> [THE EXERCISE] List every line of the data that contains the string "black".

——

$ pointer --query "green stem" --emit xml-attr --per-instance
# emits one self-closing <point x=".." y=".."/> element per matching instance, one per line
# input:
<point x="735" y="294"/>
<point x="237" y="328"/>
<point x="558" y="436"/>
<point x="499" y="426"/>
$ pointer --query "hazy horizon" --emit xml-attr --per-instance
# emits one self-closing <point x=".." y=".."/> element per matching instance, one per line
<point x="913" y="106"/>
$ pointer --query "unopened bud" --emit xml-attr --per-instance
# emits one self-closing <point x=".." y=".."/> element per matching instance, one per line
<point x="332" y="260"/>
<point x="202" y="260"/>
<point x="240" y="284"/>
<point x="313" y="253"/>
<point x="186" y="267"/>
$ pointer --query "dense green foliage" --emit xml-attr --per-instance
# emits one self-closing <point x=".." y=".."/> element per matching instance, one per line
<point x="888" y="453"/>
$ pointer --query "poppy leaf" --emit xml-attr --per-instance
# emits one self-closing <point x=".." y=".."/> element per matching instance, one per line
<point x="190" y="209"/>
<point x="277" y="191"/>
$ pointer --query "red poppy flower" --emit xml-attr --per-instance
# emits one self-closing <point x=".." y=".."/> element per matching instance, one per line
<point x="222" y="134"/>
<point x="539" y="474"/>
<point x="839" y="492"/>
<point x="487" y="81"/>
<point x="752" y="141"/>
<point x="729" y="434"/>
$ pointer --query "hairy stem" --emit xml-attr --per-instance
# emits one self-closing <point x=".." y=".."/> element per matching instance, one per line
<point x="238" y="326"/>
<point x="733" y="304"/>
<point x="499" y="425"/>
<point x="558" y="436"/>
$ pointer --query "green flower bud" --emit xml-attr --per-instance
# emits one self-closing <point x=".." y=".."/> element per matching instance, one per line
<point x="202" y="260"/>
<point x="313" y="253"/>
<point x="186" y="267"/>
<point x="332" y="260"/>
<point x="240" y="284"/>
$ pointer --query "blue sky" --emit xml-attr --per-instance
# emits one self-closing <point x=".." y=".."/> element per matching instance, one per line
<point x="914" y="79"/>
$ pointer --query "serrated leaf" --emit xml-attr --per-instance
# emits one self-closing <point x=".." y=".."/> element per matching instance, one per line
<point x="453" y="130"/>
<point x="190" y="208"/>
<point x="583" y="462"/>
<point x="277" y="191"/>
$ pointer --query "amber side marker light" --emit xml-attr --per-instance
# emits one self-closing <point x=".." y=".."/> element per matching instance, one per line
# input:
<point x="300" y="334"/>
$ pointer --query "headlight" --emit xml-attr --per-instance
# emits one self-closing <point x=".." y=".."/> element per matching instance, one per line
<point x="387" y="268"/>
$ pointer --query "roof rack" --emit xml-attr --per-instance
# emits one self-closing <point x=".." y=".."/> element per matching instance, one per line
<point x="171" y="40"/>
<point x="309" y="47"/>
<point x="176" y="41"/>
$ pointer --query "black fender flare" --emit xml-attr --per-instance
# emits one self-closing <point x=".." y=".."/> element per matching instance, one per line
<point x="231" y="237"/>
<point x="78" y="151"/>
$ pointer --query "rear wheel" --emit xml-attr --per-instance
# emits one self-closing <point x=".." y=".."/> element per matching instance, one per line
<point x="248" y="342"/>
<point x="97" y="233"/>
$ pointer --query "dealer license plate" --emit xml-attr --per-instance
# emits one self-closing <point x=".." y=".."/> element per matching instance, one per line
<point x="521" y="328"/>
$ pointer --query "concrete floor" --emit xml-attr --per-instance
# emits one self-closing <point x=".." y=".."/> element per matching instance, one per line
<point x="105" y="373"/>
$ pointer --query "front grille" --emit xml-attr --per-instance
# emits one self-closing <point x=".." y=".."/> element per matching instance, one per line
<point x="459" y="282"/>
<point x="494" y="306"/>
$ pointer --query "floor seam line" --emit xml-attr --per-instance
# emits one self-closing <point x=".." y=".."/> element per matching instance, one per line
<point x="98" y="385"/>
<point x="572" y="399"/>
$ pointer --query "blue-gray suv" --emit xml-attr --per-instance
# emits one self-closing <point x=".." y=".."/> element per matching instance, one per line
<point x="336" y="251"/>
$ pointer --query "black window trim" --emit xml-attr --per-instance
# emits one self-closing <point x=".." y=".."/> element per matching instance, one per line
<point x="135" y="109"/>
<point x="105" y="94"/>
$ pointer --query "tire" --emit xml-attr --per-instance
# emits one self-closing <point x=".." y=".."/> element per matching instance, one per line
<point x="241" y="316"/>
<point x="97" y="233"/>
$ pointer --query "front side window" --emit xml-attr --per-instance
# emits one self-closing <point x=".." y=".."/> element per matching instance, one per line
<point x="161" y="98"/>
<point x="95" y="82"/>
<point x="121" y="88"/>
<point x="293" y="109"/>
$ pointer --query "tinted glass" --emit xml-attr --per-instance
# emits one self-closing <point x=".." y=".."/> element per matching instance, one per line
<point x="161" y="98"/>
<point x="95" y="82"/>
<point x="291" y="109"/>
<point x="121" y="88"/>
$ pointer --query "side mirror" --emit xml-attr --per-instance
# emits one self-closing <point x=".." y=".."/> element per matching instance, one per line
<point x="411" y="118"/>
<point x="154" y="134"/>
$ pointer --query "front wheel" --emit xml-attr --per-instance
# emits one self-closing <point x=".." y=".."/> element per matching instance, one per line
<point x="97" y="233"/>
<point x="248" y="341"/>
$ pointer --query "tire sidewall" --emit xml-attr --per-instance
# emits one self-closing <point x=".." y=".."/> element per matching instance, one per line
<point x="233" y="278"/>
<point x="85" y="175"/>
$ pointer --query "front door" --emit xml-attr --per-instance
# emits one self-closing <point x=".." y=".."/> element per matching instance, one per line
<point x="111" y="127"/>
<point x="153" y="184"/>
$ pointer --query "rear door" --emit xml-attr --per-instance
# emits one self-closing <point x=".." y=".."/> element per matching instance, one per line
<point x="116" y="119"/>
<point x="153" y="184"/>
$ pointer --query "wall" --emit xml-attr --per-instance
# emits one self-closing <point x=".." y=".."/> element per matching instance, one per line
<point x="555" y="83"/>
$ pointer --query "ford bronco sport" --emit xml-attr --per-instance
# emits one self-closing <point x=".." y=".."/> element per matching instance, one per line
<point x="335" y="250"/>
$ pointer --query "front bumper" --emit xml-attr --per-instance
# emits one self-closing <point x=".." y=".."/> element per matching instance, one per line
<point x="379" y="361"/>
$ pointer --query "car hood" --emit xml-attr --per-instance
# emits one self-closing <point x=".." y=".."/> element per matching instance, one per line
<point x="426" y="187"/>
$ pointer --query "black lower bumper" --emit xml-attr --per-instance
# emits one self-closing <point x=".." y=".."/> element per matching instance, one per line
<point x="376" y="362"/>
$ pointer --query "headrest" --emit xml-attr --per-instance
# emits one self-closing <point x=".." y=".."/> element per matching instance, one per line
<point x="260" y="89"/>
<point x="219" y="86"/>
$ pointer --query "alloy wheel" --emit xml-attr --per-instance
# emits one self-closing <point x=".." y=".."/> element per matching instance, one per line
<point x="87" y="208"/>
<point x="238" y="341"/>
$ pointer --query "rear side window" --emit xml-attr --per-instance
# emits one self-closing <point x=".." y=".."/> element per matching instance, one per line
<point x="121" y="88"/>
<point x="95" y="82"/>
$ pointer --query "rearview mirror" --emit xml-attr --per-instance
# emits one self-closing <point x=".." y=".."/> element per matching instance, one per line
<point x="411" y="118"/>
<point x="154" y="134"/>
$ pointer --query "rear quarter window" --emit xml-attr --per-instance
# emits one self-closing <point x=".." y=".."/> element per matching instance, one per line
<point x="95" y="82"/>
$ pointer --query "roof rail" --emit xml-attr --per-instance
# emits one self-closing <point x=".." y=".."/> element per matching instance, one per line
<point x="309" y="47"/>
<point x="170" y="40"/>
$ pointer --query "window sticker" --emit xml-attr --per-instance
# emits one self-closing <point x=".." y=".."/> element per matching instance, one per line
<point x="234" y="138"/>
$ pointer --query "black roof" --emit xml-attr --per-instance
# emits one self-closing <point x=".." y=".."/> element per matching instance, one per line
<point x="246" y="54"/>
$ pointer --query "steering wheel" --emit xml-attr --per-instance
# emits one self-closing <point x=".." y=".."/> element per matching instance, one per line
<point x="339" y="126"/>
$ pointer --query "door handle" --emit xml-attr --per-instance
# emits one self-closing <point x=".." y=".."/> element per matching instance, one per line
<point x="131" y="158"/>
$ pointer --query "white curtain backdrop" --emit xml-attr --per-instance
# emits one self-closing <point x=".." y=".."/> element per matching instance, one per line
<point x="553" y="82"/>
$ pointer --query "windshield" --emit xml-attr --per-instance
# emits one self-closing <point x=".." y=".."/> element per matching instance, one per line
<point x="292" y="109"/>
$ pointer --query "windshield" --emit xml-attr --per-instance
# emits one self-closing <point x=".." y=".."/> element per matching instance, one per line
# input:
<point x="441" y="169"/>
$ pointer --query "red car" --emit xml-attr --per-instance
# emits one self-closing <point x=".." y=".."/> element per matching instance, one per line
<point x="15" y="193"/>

——

> [FINAL ANSWER]
$ pointer --query "black fender flare" --emit xml-attr --per-instance
$ pointer --query "black window trim" --emit xml-attr --per-instance
$ pointer --query "black lower bumper" --emit xml-attr --per-instance
$ pointer --query "black roof" --emit xml-attr --per-instance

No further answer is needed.